* REQUIREMENTS:
• a. Rewrite the part of the article on the population conference anniversary starting at "UNEP/Georgina Jane Smith" and ending at "in Nairobi, Kenya.", replacing "local" with "young".
• b. Extend the article on the population conference anniversary past its final sentence.

* EXCERPT PROVIDED:

• • •

25 years on from landmark conference, millions of women and girls still in danger: UN deputy chief

UNEP/Georgina Jane Smith UN Deputy Secretary-General, Amina Mohammed (right) meets local school children at the Food4Education innovative partnership in Nairobi, Kenya.

This article is brought to you in association with the United Nations.


The UN Deputy Secretary-General has called for gender equality, women’s empowerment and women’s rights to be integrated at the heart of global efforts to achieve a sustainable future for all.

Amina Mohammed was speaking on Monday in Nairobi, where countries are meeting this week to mark 25 years since the International Conference on Population and Development (ICPD).

The landmark gathering held in Cairo concluded with a Programme of Action “that placed individual dignity and human rights, including the right to plan one’s family, at the very heart of development”, according to the UN Population Fund (UNFPA).

• • •

Excerpts of labeled region data

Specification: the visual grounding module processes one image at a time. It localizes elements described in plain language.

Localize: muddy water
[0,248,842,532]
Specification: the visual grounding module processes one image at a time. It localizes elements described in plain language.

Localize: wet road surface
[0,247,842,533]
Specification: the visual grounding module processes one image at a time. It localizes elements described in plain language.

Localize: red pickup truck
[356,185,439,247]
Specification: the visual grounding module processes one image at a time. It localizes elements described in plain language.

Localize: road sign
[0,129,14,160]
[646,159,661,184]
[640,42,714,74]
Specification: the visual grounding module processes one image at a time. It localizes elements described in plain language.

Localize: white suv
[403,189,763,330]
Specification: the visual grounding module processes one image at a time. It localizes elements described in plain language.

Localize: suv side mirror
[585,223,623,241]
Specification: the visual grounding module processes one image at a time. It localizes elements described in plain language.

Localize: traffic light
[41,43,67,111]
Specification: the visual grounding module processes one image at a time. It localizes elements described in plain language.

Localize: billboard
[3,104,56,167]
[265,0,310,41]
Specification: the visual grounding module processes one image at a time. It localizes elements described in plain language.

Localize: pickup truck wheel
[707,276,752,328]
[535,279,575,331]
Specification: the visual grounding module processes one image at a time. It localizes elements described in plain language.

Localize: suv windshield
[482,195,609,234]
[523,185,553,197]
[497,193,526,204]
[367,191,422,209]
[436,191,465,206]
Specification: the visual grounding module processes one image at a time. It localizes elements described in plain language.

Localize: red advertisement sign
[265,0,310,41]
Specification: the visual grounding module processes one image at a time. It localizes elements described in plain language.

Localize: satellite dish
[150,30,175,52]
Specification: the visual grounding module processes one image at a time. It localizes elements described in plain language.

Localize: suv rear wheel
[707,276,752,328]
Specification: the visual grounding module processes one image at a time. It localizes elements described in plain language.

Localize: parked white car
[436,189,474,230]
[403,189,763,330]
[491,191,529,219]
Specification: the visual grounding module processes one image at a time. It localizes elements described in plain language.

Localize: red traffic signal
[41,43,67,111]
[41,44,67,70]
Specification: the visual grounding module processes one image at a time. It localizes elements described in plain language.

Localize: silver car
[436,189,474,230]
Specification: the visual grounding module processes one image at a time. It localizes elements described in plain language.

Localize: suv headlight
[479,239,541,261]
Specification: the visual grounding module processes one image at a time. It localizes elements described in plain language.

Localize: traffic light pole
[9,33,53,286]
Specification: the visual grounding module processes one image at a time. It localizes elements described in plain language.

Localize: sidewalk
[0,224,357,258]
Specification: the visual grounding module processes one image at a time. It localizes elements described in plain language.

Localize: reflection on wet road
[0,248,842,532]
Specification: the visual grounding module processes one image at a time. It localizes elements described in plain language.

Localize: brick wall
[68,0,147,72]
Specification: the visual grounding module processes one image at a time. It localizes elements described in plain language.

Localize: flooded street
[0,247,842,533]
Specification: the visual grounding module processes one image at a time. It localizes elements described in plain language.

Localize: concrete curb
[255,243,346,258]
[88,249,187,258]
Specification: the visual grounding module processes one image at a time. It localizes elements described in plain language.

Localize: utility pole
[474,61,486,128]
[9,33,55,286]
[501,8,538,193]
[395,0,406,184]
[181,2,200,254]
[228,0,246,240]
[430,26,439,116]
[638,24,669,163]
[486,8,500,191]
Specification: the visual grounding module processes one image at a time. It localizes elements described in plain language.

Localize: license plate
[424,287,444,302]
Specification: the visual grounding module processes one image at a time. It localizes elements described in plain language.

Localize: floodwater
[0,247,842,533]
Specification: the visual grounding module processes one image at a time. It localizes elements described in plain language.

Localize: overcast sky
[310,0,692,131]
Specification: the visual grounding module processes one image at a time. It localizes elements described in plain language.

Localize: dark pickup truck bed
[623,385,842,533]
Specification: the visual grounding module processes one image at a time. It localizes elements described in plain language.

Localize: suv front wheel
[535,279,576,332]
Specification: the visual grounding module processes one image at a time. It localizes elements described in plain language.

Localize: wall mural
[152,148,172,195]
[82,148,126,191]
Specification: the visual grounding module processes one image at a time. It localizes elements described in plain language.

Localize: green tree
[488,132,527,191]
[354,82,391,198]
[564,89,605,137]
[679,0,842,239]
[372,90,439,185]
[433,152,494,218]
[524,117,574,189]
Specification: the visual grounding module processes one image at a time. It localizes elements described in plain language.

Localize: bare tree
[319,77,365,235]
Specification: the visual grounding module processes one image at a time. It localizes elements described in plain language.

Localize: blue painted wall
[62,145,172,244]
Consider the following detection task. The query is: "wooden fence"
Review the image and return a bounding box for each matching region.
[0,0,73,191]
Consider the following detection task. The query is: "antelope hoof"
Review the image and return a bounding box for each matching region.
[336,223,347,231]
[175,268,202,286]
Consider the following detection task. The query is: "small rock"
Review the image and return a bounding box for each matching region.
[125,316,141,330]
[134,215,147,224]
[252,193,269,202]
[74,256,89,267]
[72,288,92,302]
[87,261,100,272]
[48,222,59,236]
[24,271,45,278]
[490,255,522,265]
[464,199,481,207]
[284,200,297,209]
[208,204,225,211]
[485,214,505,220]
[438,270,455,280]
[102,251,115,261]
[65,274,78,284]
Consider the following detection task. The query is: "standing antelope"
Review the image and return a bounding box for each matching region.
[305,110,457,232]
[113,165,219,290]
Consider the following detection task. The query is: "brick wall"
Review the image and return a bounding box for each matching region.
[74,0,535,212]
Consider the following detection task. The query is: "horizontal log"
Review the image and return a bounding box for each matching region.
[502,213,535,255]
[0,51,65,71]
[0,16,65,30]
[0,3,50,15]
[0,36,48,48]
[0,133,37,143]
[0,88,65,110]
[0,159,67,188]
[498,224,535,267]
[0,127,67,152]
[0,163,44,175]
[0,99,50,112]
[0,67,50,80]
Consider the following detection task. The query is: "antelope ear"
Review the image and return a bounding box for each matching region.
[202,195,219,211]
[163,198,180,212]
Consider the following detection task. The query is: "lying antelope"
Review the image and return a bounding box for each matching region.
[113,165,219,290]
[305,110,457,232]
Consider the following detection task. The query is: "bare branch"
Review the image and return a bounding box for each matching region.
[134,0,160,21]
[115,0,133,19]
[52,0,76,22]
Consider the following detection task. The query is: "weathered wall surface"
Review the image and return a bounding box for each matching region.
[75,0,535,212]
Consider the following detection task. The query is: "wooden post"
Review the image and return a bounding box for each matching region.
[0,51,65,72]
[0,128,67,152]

• • •

* EXPECTED RESPONSES:
• a.
UNEP/Georgina Jane Smith UN Deputy Secretary-General, Amina Mohammed (right) meets young school children at the Food4Education innovative partnership in Nairobi, Kenya.

• b.
Leaders reneging on Cairo promises

Ms. Mohammed acknowledged that although “significant gains” have been made since its adoption, progress is fragile and millions are being left behind.

“The world is still a difficult, and often dangerous, place for hundreds of millions of women and girls,” she stated.

“To make it even more complex, leaders across constituencies are reneging the promise of Cairo, the promise to secure a just future for our youth especially our girls.”

The UN deputy chief outlined some of the tragedies that befall women and girls across the world, including dying during childbirth and being forced into early marriage.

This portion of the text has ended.